= Exercise aim =
Can you convert the listing below into a two-column CSV with the headers "request" and "answer", giving one row per request, with its text and its answer each in a single quoted field and line breaks replaced by spaces? Cover the whole listing and leave the pictures out.

+++ Source records +++

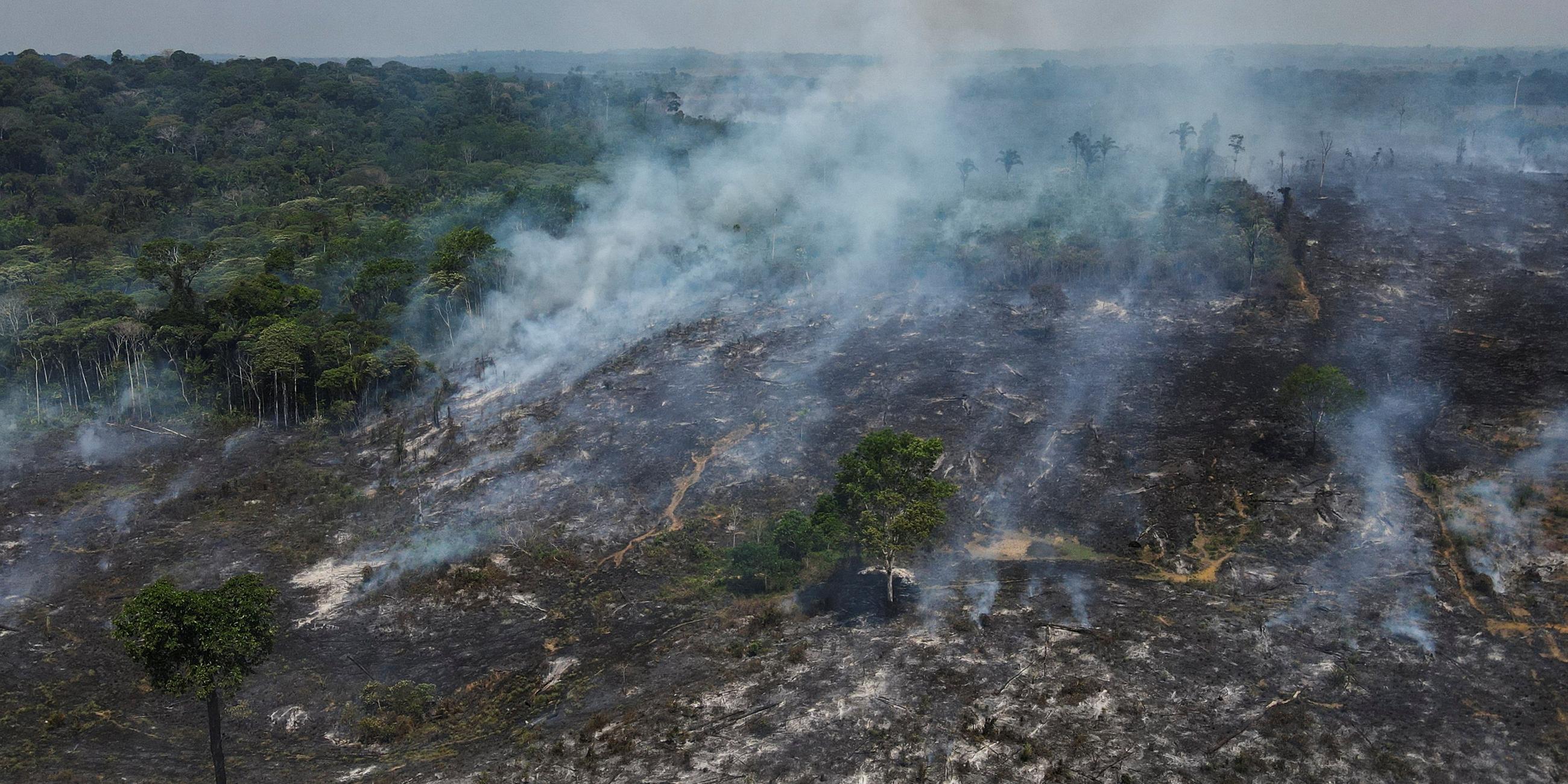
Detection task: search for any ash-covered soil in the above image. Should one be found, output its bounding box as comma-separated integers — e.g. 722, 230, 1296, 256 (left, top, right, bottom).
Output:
0, 171, 1568, 782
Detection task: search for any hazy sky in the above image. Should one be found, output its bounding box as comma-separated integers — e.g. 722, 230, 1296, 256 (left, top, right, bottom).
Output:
0, 0, 1568, 57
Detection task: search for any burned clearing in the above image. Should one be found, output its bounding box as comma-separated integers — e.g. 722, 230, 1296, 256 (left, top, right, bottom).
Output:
0, 162, 1568, 782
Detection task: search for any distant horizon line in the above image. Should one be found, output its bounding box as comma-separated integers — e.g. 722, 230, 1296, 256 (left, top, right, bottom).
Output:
6, 42, 1568, 61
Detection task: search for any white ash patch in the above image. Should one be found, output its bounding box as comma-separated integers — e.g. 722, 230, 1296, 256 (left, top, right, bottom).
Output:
1072, 688, 1116, 718
507, 593, 551, 618
288, 558, 387, 629
1088, 300, 1127, 321
337, 765, 379, 781
539, 656, 577, 692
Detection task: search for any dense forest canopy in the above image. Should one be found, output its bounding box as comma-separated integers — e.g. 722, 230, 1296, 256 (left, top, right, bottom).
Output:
0, 52, 718, 422
9, 44, 1568, 425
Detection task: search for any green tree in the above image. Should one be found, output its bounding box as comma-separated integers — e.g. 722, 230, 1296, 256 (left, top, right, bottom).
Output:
113, 574, 277, 784
817, 429, 958, 607
1280, 365, 1366, 452
429, 226, 496, 274
729, 539, 800, 591
136, 238, 217, 312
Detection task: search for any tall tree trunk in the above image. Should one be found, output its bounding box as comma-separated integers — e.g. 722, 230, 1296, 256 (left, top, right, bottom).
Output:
207, 688, 229, 784
883, 558, 894, 610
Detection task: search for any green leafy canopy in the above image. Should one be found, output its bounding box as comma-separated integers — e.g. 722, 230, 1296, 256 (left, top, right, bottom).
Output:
113, 574, 277, 698
818, 429, 958, 561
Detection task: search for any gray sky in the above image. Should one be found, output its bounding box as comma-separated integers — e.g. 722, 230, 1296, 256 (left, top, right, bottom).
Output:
0, 0, 1568, 57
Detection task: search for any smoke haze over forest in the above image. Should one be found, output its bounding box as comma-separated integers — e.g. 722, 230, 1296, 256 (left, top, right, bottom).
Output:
9, 0, 1568, 57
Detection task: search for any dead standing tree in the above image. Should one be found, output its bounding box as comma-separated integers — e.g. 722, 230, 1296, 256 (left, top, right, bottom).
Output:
1317, 130, 1335, 196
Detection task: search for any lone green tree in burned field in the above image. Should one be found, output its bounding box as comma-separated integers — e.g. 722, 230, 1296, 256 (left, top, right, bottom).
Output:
113, 574, 277, 784
815, 429, 958, 609
1280, 365, 1367, 453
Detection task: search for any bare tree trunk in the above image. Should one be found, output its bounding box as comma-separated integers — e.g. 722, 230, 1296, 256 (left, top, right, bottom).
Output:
207, 688, 229, 784
883, 558, 894, 610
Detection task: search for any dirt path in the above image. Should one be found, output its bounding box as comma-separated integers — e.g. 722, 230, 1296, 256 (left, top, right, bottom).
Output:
594, 425, 754, 567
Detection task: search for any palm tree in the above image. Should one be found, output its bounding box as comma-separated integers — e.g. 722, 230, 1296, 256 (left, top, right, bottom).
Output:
996, 149, 1024, 174
1068, 130, 1098, 171
1095, 133, 1121, 159
958, 159, 980, 186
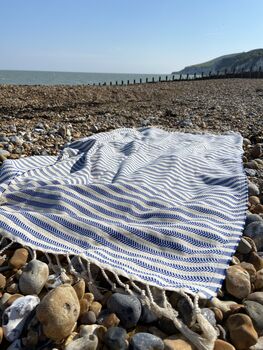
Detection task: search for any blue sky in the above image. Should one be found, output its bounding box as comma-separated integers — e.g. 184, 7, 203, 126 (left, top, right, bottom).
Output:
0, 0, 263, 73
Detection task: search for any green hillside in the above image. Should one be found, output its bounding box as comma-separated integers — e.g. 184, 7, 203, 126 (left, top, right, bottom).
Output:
172, 49, 263, 74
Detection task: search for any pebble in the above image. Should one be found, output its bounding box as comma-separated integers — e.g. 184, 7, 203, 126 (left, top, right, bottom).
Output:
107, 293, 142, 329
244, 300, 263, 335
129, 333, 164, 350
255, 269, 263, 290
19, 259, 49, 295
89, 301, 102, 317
245, 212, 262, 227
201, 307, 216, 326
36, 284, 80, 341
79, 311, 97, 324
163, 337, 194, 350
237, 237, 252, 254
210, 297, 237, 313
226, 265, 251, 299
227, 314, 258, 350
247, 252, 263, 271
244, 220, 263, 250
102, 314, 120, 328
73, 278, 85, 300
104, 327, 128, 350
8, 248, 28, 270
65, 334, 99, 350
248, 182, 260, 196
246, 292, 263, 305
140, 305, 158, 324
0, 273, 6, 290
216, 339, 235, 350
2, 295, 40, 342
239, 261, 257, 283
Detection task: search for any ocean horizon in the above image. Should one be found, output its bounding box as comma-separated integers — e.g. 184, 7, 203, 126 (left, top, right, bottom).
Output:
0, 70, 178, 85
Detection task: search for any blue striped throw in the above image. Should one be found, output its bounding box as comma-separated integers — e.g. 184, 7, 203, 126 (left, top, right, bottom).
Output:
0, 127, 247, 297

+++

= Solution for this problem =
request,answer
"Detection task: search for any ash-covered soil in the above image. Should one be found, output its bounding box as comma-separated integers — e.g. 722, 230, 1296, 256 (left, top, right, bottom). Output:","0, 171, 1568, 782"
"Detection task: search for any hazy sky in the above image. Should one be found, output its bounding box as comma-separated integers — e.g. 722, 230, 1296, 256 (left, top, right, bottom). Output:","0, 0, 1568, 57"
"Detection task: search for any burned clearing in the above image. Should one be found, output its bounding box as comma-separated integers — e.g. 722, 230, 1296, 256 (left, top, right, bottom). Output:","0, 162, 1568, 782"
"Detection task: search for any distant horizon line in the above image. Should one be found, output its bounding box as comma-separated integers — e.g. 722, 230, 1296, 256 (left, top, right, bottom). Output:","6, 42, 1568, 61"
"Detection task: search for any white ash patch in the above image. Should one be found, output its bounding box as comma-separated integers — e.g. 722, 230, 1296, 256 (left, top, right, bottom). Output:","1072, 688, 1116, 718 507, 593, 551, 618 288, 558, 387, 629 1088, 300, 1127, 321 337, 765, 379, 781 539, 656, 577, 692"
"Detection task: search for any dense forest canopy in the above image. Should one be found, output its bounding box as comma-separated integers — e.g. 722, 230, 1296, 256 (left, top, right, bottom). Output:","0, 52, 718, 422 9, 44, 1568, 425"
"Detection task: search for any green tree in the above image. Should one be found, output its bounding box as comma-separated integers — e.g. 722, 230, 1296, 256 (left, top, right, bottom). Output:","113, 574, 277, 784 817, 429, 958, 607 1280, 365, 1366, 452 429, 226, 496, 274 729, 539, 800, 591 136, 238, 217, 312"
"Detection task: search for any tall tree trunk in the above image. Should one be found, output its bounding box as comma-separated integers — e.g. 722, 230, 1296, 256 (left, top, right, bottom). Output:","207, 688, 229, 784 883, 558, 894, 610"
"Detection task: search for any green leafy canopy in the above image. Should one be found, output its bounding box as comma-separated integers — e.g. 722, 230, 1296, 256 (left, top, right, bottom). Output:","113, 574, 277, 698 818, 429, 958, 561"
"Detection task: search for any gray sky in the above image. Should one be found, output its bounding box as comma-separated integers — e.g. 722, 230, 1296, 256 (left, top, right, bottom). Output:","0, 0, 1568, 57"
"Detection task: search for any smoke haze over forest in the above image. Should one be found, output its bounding box as comma-separated integers — e.g. 722, 230, 1296, 256 (left, top, right, bottom). Output:","9, 0, 1568, 57"
"Detection task: search for any dead standing tree in the above image. Should one be found, output its bounding box as comma-separated integers — e.g. 722, 230, 1296, 256 (left, top, right, bottom). Output:","1317, 130, 1335, 196"
"Detection task: search for any lone green tree in burned field in the above image. Should one be found, output its bounding box as comma-separated integers — e.g. 722, 230, 1296, 256 (left, top, right, bottom). Output:","113, 574, 277, 784 815, 429, 958, 609 1280, 365, 1367, 453"
"Detection task: search for any bare tree trunk in the above image. Should one be found, output its bounding box as comma-separated integers — e.g. 722, 230, 1296, 256 (left, top, right, bottom). Output:","207, 688, 229, 784 883, 558, 894, 610"
"Detection task: search for any dirt path in the above image. Should one be found, output its bounding box as comma-separated integers — e.g. 722, 230, 1296, 256 (left, top, right, bottom). Output:","594, 425, 754, 567"
"Detection task: search for any palm tree in the above image. Should one be found, output its bounding box as comma-separated integers — e.g. 722, 230, 1296, 256 (left, top, right, bottom). Output:","996, 149, 1024, 174 1068, 130, 1098, 171 1095, 133, 1121, 159 958, 159, 980, 186"
"Detection task: search for any blue sky in the above image. Should one be found, output its bounding box as comma-separated integers — e.g. 184, 7, 203, 126 (left, top, right, bottom). Output:","0, 0, 263, 73"
"Detection task: search for any green hillside in the above image. Should one be found, output its bounding box as comma-separated integers — e.g. 184, 7, 203, 126 (left, top, right, bottom). Output:","172, 49, 263, 74"
"Detection task: search for any pebble in the above image. Should one be found, output its bounding box as comma-separated integers — e.g. 184, 7, 203, 126 (left, top, right, bottom). Output:","107, 293, 142, 329 244, 300, 263, 335 129, 333, 164, 350 255, 269, 263, 290 19, 259, 49, 295 89, 301, 102, 317 245, 212, 262, 227 201, 307, 216, 326 36, 284, 80, 341 79, 311, 97, 324 163, 337, 194, 350 237, 237, 252, 254 210, 297, 237, 313 226, 265, 251, 299 227, 314, 258, 350 247, 252, 263, 271 244, 220, 263, 250 102, 314, 120, 328 73, 278, 85, 300 104, 327, 128, 350 8, 248, 28, 270 65, 334, 99, 350 248, 182, 260, 196 246, 292, 263, 305 140, 305, 158, 324 0, 273, 6, 290 216, 339, 235, 350 2, 295, 40, 342 239, 261, 257, 283"
"Detection task: search for any ocean horizon in the above image. Should one be found, output its bounding box as comma-separated integers — e.g. 184, 7, 203, 126 (left, top, right, bottom). Output:","0, 70, 178, 85"
"Detection task: search for any blue striped throw in the above image. Should one be found, output its bounding box as comma-separated integers — e.g. 184, 7, 203, 126 (left, top, right, bottom). Output:","0, 127, 247, 297"